▶ TASKS FOR THIS EXERCISE
• A. Answer these questions using the article about Lauren MacDonald.
(i) How old is Lauren?
(ii) What degree was she studying before she dropped out?
(iii) In what month and year did she go on her first climate march?
• B. From the article about Lauren MacDonald, print the passage from "We met at the" up to and including "and activists online.".
• C. Carry on the article about Lauren MacDonald from where it stops.

▶ SELECTED EXCERPT
=====

Lauren MacDonald has just dropped out of university to become a full-time activist.
For some, tackling the climate crisis is not just about making little changes to their routine but big changes to their lives: “I went to one class [after the protest] and thought I couldn’t go back to my normal life after that. It’s such an emergency that I have to do everything I can.”
Lauren, from Glasgow, is just 20. She was studying a Masters in French and Spanish at university. But now wants to make a difference along with many others who have dropped everything to join Extinction Rebellion (XR). “I’m not the only one who has dropped out of uni for this, I’ve found lots of people who have made similar changes.”
We met at the October XR protests in London; this is not the first time they have caused disruption in the capital. Lauren tells me that she first went vegan about two years ago: “It felt like an awakening” she said.
Through social media and information available online Lauren educated herself in animal rights issues and researched how much the industrial use of animals contributes to the warming of the Earth.
Over the next year or so she started learning more and spreading the message to as many people as possible and, importantly, started interacting with other vegans and activists online.
Lauren tells me that “even from a couple of years ago [she has] noticed a change in people’s attitudes,” with more of her friends making the change to cut out or reduce their animal products and overall greater awareness that people have of the facts surrounding the topic.It was with this newfound confidence Lauren went on her first climate march in May 2019, at the end they announced an open mic on the stage which she saw as her chance to speak up. From there she ended up talking with the Glasgow Youth Strike Team (of which she is now a part) who organised the march, and she was added to their WhatsApp group to help get involved with new action.

=====

▶ GIVEN ENTRIES
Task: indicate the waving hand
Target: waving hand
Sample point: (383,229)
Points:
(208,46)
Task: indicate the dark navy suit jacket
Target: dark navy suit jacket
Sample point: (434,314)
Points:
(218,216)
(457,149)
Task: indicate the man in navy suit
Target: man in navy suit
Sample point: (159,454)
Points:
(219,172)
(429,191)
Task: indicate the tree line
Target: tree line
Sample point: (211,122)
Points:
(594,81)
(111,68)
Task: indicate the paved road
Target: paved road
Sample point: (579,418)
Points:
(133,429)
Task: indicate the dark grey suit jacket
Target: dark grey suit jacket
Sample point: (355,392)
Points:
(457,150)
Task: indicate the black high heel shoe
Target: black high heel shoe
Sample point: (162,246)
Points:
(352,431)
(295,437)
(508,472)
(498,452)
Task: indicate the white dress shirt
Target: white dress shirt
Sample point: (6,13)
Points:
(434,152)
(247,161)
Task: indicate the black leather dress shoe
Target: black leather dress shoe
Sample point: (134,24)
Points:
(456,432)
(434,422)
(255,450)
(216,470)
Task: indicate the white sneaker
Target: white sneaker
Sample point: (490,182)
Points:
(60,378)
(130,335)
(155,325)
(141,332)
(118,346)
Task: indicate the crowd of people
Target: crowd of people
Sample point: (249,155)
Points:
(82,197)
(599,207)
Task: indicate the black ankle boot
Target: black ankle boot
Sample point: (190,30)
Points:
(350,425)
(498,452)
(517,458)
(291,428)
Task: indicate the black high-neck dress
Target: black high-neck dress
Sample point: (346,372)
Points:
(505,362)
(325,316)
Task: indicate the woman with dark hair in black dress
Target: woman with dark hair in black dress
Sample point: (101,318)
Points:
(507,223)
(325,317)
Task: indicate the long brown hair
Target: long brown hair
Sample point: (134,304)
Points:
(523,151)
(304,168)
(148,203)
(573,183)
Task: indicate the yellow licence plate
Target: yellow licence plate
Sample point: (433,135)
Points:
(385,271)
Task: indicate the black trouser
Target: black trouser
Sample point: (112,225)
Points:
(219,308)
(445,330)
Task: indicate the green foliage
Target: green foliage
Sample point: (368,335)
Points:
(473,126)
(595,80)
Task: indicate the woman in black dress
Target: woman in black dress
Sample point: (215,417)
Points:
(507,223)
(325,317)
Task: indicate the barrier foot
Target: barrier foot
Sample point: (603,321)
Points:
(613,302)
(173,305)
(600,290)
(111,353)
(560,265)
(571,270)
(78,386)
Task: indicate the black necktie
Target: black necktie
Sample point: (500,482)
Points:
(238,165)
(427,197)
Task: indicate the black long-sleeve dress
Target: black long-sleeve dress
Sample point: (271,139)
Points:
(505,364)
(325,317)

=====

▶ EXPECTED OUTPUTS
• A.
(i) She is 20.
(ii) She was studying a Masters in French and Spanish.
(iii) May 2019.

• B.
We met at the October XR protests in London; this is not the first time they have caused disruption in the capital. Lauren tells me that she first went vegan about two years ago: “It felt like an awakening” she said.
Through social media and information available online Lauren educated herself in animal rights issues and researched how much the industrial use of animals contributes to the warming of the Earth.
Over the next year or so she started learning more and spreading the message to as many people as possible and, importantly, started interacting with other vegans and activists online.

• C.
Later that day some of the members started asking in the chat who it was that gave the veganism speech and how they could find out more. “Even on the front lines of the climate crisis,” Lauren says, “there are people who still weren’t aware of the impact their food has on the planet.”
Extinction Rebellion was set up in 2018 and describe themselves as “an international movement that uses non-violent civil disobedience in an attempt to halt mass extinction and minimise the risk of social collapse.”
From the blockades in central London, they have taken action across numerous cities such as Brussels, New York, Paris, and Sydney to name a few. This is their third round of action in London, the others took place in November 2018 and April 2019.
The atmosphere at the protest in October is very uplifting, it feels like a small festival and with an appearance from critically acclaimed duo Orbital, it certainly sounds like one. There is, however, just like the overcast sky, a sense of fear and a lot of emotion hanging over Trafalgar Square.
Back on the ground, Lauren tells me that through these new contacts made form the climate march she found out that a new group was being set up, Animal Rebellion (AR). “That was the biggest turning point for me, the biggest for my activism.” She tells me how this was a really exciting development because of the lack of animal awareness in XR, “It’s really important we have climate justice for all species.”
From there she ended up on the phone to one of the founders of AR who asked Lauren if she would like to be their regional co-ordinator for Scotland. From there she was invited down to London for the animal rights march in August, it was after this that Lauren set up AR Glasgow, “There’s about 40 of us in Glasgow and that just from being active for a month.” There she organises meetings, talks and helps to bring together Scotland’s national response to any climate walks or protests.
Through her work, she has been able to meet many of those influencers and social media peoples that inspired her to get involved in the cause those two years ago. One of those was Earthling Ed who Lauren has met at numerous rallies and protests: “Every time I met him it reminds me how much he’s changed my life and made activism seems so accessible.”Lauren tells me that her time spent with AR and before has changed her outlook, “It has made me realise that they’re just people who want justice and I can do that too. Activism isn’t something that’s unreachable; anyone can do it by joining a march, protest or just spreading the word.”
And her advice to anyone wanting to get involved? “Come to a strike or a protest, meeting like-minded people is the best thing to do. Even if you don’t know anyone it’s a really welcoming environment.”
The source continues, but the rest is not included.